Passage given:
To not send Christmas Cards(121 Posts)
So I am faced with a list of about 50 family, aquaintances, old colleagues etc. My only communication with these people is by Xmas cards each year. Each year I get increasingly irritated by this process, the cost and waste of paper. Even with close friends and family I can give a personal Greeting (and sometimes even a drink!) so why do I also send them a bit of cardboard to put on a shelf.
So what would you think if you received a card with this message
"Crimbo and Family have decided this will be the last year we send Cards at Christmas. If you would like to send us your email address we will send Seasons Greetings this way in future. If you prefer not to then be assured you will be in our thoughts during the Festive Season"
I may or may not be brave enough to actually do this
Cards irritate me and I don't send them. Nobody ever complains I also dislike receiving them as we have no space for them.
I don't send them anymore either. Well, I send about 5 to elderly relatives but I stopped with everyone else.
I started by cutting back first - I just sent one out to everyone who sent me one the day theirs arrived (silly, I know but somehow it made it easier for me and I ended up writing something more interesting) and once last posting day arrived didn't worry about sending more. I think I did that for a couple of years and then just stopped that as well.
I wouldn't announce it, just stop.
The Christmas cards we receive I open, read, think 'that's nice, and put it straight in the recycling bin.
babybythesea if you want to raise the profile of your chosen charity, then by all means do so, send an email round saying "saw this refuge gift list, thought it would be a good idea and thought I'd share it" or post it on facebook - that's a good thing to do
if you want to let people know you haven't forgotten them at christmas, send em an email saying so
donating to charity doesn't take the place of a card, its a totally different thing and IMO it's wanky to say "I'm donating to charity in place of your card". Giving to charity is a personal thing
Just keep em separate, if you want to donate and raise the profile of a charity, then do that! but call a spade a spade IYKWIM!

[Excerpts of pointing data]
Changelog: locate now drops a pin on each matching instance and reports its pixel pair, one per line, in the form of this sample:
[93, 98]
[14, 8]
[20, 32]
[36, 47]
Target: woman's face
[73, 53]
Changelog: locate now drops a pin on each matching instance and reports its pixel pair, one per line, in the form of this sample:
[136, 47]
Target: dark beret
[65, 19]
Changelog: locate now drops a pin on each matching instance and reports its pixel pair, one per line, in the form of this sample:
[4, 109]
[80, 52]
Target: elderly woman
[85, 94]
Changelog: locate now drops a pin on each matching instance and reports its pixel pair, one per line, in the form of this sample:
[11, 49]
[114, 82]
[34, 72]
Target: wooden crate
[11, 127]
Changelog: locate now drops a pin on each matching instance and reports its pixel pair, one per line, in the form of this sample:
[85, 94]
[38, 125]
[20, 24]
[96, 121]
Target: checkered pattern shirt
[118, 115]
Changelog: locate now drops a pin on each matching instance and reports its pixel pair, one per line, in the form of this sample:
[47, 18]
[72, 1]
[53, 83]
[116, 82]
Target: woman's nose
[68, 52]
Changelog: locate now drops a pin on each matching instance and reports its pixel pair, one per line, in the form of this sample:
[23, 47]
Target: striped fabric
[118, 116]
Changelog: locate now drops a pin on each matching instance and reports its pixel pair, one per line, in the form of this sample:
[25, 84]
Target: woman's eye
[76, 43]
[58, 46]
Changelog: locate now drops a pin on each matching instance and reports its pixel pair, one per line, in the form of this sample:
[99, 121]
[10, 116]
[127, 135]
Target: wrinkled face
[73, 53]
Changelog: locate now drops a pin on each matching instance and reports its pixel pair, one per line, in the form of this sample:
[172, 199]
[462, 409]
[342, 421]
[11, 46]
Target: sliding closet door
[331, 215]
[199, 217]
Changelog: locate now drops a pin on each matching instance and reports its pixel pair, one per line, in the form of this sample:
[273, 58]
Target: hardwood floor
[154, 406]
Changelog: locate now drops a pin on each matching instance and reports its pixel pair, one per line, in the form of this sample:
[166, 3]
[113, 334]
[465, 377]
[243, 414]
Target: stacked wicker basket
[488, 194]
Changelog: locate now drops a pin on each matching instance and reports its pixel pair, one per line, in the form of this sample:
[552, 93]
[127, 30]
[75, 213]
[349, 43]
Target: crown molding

Task instructions:
A: Answer these questions from the Christmas card thread:
(i) Roughly how many people are on the original poster's card list?
(ii) How many cards does the poster who stopped sending them still send, and to whom?
(iii) What does one poster do with the cards they receive after reading them?
B: Pick up the Christmas card thread after its final post and write the next part.
The listing has no connection to the Christmas card thread.

In response:
A:
(i) About 50: family, acquaintances, old colleagues and others.
(ii) About 5, to elderly relatives.
(iii) They put them straight in the recycling bin.

B:
If you don't want to send christmas cards, then don't! its just as nice to get an email or text or fb or face to face season's greeting, the whole "meh meh meh charity instead" bit spoils that though!
If you don't want to send any cards then don't. I wouldn't announce it either. Might tell parents or DH/DP but that's about it.
For me...I LOVE sending and receiving Christmas/Yuletide cards. And mine are not "factory line"...I hand make them.
I am a weirdo and like cards too. I have had a few emails with the donation to charity thing and I think when I get those.
I think the message sounds resentful. You are choosing to send the cards, not them and the message sounds like it's a big waste of your time and you're being forced. Just don't send them then if it's that big of a deal.
Yes, the cost is becoming prohibitive.
I don't send that many - I hand deliver to family and friends if I can but the overseas ones and the distant ones have just cost me over £20 in stamps. And that's for less than 30 cards.
Then there is the cost of the cards themselves...I like "nice" ones so spend about £20 on the actual cards.
I don't blame people for thinking its all got too expensive.
I do like getting Xmas cards though
p.s. we spent more on our refuge gift list gift than we spent on any of your DNieces or nephews, because we couldn't afford to spend that much on both either, In fact we spent less on DSs christmas presents (all second hand) than we did on our refuge gift, but we wont be writing on their gift tag that "we didn't get you something better because we spent the rest of our gift budget on someone else who we think deserves it more"
I don't like Christmas cards. They're a waste of resources and money imo. I'd happily not send any, none, nadda. We only send to very close family anyway but I still would rather not. DH says its rude and that we have to though... <sigh>
Send an ecard? If you're really bothered about it. Most of them probably won't notice if you don't anyway.
I don't send cards, but I just stopped and didn't make an announcement. A few people commented (my grandmother mostly - I send her one to keep her happy).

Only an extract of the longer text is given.